Tasks to complete:
(1) In the text on vitamin D and respiratory tract infections, how many randomized controlled trials did the Karolinska Institute meta-analysis combine?
(2) List every odds ratio reported in the text on vitamin D and respiratory tract infections, with what each one refers to.
(3) Continue the text on vitamin D and respiratory tract infections from the end of its last sentence.
---------- Reading passage ----------
We first wrote about respiratory tract infections (RTI) and vitamin D in 2006, in a paper that is now the most cited review paper in the history of the journal. While the article tried to zero in on influenza, it was really about respiratory tract infections in general. It is free to download in its entirety.
We next wrote about influenza in 2008 after I meticulously researched the epidemiology of influenza, including secondary attack rates, serial interval, and multiple studies from 1919 about the failure to demonstrate influenza’s person-to-person infectivity. In the 2008 paper, we put forward a radically different model for the infectivity of influenza, one that depended on vitamin D and a subset of “good infectors.” Using those two assumptions, we explained all nine of influenza’s conundrums. That 2008 paper is the most popular paper in the history of the journal. It is also free to download.
While I have subsequently left RTI and jumped into autism, I have been glad to see the RTI field continue to grow. Since our papers, at least eleven randomized controlled trials have looked at the issue.
Recently, Professor Jonathan Lindh’s group at the Karolinska Institute in Stockholm published a meta-analysis of the 11 randomized controlled trials of vitamin D in preventing respiratory tract infections, to see what all the trials had to say when combined.
They found a protective effect against RTI with an odds ratio (OR) of 0.64 for taking a vitamin D supplement rather than a placebo, which is a fairly strong effect. It means that taking a vitamin D supplement reduces risk of RTIs by 36%. The protective effect was larger in studies using once-daily dosing compared to bolus doses (OR = 0.51 vs OR = 0.86, p = 0.01).
---------- Dataset records ----------
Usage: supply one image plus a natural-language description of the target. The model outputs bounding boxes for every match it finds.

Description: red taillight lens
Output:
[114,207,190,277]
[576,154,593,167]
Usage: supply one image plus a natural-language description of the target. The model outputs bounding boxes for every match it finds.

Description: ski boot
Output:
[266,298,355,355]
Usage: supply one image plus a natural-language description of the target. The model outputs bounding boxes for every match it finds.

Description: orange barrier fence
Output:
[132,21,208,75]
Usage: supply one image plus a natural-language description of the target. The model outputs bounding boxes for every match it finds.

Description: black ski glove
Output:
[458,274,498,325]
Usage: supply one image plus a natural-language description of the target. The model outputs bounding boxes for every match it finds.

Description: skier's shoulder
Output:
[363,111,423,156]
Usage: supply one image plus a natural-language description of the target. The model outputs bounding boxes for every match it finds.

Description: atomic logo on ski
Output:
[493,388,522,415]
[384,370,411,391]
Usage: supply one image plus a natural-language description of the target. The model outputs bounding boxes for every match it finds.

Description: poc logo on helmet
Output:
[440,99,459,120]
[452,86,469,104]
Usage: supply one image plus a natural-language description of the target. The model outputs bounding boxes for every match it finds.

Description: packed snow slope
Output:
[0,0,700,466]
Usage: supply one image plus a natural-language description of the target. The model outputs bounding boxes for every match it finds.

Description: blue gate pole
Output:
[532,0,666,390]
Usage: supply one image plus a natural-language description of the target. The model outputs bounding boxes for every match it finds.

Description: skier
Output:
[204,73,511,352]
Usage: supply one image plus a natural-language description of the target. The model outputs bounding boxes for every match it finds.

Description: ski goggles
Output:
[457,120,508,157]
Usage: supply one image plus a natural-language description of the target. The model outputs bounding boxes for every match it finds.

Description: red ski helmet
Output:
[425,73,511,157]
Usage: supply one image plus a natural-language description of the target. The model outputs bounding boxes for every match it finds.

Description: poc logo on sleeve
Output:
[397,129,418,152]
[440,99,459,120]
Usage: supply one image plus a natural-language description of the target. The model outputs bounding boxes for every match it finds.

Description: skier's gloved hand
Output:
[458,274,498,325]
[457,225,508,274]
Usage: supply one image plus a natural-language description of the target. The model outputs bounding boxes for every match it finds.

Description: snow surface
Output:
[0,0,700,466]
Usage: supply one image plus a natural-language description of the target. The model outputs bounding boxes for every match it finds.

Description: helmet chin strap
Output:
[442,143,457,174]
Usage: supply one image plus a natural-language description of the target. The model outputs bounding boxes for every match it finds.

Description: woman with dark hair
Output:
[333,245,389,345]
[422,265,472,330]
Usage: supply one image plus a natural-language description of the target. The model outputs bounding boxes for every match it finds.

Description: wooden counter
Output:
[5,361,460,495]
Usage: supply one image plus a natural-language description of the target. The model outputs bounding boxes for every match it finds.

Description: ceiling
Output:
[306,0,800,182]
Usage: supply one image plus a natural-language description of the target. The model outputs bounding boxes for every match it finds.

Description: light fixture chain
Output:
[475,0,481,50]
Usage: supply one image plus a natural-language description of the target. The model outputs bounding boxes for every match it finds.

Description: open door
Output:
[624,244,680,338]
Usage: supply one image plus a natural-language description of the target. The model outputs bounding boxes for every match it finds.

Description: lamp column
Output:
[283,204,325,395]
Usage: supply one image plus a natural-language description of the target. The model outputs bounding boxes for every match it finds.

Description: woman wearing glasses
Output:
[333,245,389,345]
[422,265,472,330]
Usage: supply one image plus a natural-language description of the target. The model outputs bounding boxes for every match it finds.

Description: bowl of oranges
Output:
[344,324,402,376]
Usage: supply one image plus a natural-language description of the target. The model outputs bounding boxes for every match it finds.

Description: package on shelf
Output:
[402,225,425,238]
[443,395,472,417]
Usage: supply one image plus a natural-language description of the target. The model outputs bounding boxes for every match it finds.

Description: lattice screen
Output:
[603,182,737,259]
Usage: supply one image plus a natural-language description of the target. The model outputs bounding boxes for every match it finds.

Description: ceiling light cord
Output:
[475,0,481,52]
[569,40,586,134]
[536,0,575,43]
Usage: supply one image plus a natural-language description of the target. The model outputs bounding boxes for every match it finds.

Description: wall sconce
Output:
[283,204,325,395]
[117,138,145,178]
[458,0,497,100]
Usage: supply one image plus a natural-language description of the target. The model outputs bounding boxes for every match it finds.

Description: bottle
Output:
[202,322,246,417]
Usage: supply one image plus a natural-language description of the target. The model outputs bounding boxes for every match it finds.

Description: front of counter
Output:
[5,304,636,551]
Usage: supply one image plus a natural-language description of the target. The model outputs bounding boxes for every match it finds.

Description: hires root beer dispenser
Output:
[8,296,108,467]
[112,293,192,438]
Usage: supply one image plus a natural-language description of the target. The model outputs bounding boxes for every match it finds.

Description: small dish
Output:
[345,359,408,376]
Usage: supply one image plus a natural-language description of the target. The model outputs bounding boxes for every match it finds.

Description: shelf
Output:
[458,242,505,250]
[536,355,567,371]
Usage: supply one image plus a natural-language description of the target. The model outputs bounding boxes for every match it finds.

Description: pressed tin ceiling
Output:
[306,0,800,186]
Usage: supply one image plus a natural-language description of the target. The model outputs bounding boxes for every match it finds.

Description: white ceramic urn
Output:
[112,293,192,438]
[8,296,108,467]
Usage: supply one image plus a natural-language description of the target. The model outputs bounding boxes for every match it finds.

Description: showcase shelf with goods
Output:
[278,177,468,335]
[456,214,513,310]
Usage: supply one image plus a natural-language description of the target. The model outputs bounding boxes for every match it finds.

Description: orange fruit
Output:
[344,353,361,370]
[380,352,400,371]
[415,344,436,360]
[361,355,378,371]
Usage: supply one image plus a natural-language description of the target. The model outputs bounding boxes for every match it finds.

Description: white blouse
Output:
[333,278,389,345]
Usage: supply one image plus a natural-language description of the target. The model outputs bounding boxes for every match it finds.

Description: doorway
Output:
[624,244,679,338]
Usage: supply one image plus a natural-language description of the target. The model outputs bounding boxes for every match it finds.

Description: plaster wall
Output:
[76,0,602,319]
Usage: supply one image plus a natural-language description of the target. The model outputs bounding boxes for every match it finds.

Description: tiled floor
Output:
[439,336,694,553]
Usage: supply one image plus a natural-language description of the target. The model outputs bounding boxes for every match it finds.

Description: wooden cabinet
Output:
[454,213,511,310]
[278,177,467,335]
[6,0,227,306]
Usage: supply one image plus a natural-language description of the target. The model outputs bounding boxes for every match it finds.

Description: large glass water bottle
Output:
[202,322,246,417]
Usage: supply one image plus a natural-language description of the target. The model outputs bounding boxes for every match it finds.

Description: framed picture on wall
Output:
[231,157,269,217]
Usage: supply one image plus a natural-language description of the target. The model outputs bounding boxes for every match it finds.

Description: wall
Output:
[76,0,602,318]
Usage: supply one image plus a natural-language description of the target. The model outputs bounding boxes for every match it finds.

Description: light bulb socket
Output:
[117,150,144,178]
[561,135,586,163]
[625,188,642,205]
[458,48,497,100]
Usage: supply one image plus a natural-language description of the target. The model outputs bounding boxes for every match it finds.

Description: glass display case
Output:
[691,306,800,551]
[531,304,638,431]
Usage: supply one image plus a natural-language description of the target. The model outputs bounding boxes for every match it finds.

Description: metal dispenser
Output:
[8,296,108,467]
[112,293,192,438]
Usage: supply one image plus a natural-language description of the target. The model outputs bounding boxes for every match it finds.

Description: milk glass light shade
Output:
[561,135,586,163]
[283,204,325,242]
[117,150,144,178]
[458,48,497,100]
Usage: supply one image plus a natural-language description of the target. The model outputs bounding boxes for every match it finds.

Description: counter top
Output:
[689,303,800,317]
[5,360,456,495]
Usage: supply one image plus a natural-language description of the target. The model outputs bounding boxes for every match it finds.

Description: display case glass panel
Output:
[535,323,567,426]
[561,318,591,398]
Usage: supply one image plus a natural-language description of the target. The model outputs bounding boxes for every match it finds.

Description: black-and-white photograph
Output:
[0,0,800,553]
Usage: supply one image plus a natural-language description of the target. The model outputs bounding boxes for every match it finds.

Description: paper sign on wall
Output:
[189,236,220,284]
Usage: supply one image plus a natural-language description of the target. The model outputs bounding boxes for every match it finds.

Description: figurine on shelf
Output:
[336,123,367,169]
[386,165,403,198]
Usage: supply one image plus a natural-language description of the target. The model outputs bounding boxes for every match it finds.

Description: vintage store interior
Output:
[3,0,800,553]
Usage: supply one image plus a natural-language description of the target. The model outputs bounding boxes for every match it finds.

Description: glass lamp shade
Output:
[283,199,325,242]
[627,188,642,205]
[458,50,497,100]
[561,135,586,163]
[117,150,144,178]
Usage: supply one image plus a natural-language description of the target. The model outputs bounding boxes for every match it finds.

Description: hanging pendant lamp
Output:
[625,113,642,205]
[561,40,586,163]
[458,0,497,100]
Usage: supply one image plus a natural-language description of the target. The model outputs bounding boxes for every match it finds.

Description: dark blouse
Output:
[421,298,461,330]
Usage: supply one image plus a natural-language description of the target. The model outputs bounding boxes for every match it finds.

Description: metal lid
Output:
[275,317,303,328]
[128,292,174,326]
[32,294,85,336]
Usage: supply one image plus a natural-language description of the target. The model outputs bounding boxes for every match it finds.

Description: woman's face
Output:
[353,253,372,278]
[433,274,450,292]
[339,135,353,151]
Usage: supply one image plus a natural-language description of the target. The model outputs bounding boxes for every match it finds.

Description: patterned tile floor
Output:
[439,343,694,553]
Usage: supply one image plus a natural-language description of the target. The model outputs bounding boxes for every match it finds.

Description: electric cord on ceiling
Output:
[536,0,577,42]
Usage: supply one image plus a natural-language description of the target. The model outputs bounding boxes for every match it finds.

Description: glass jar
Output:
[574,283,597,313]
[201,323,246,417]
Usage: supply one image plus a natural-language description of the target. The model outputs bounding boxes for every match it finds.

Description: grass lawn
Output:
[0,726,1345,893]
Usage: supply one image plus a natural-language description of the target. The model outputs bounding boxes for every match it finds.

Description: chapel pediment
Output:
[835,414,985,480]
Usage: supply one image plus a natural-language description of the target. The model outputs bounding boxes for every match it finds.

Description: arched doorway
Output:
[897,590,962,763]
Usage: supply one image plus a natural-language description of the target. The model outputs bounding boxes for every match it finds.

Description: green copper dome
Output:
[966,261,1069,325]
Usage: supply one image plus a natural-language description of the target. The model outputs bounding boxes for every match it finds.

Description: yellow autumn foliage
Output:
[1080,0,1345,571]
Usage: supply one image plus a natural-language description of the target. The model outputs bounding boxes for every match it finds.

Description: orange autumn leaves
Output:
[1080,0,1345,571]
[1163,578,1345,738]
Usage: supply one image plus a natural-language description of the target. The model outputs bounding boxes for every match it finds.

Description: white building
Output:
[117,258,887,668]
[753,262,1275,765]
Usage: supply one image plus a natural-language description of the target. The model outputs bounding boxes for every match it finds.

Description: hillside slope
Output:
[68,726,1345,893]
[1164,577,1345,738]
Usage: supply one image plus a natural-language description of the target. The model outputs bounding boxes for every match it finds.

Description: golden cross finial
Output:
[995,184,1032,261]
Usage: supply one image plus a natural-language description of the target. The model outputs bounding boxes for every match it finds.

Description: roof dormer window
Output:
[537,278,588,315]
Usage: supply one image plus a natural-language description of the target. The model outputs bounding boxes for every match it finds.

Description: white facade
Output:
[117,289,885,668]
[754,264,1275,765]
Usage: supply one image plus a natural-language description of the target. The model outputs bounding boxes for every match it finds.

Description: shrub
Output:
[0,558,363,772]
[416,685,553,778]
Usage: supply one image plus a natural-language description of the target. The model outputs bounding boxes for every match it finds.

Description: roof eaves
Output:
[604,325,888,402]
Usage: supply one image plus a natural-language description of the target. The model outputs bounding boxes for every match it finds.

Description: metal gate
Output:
----------
Replies:
(1) Eleven randomized controlled trials.

(2)
- 0.64: taking a vitamin D supplement rather than a placebo, across all trials
- 0.51: studies using once-daily dosing
- 0.86: studies using bolus doses

(3)
These odds ratio were found despite the fact that most of the 11 studies used inadequate doses. For example, only one of the studies used daily doses of 4,000 IU per day and none tested higher daily doses. Also, none of the 11 studies limited themselves to a strictly vitamin D deficient population. Few of the studies had before and after 25(OH)D levels.
The 11 studies were heterogeneous (different doses, different populations, different end points, different methods of detecting infections and different lengths of the study) that comparison between studies was different. Also, there is always the possibility that negative trials will not be published, called publication bias.
Still, the authors concluded:
“Aggregated evidence from 11 randomized controlled trials indicates that supplementation with vitamin D could be an effective means of preventing respiratory tract infection.”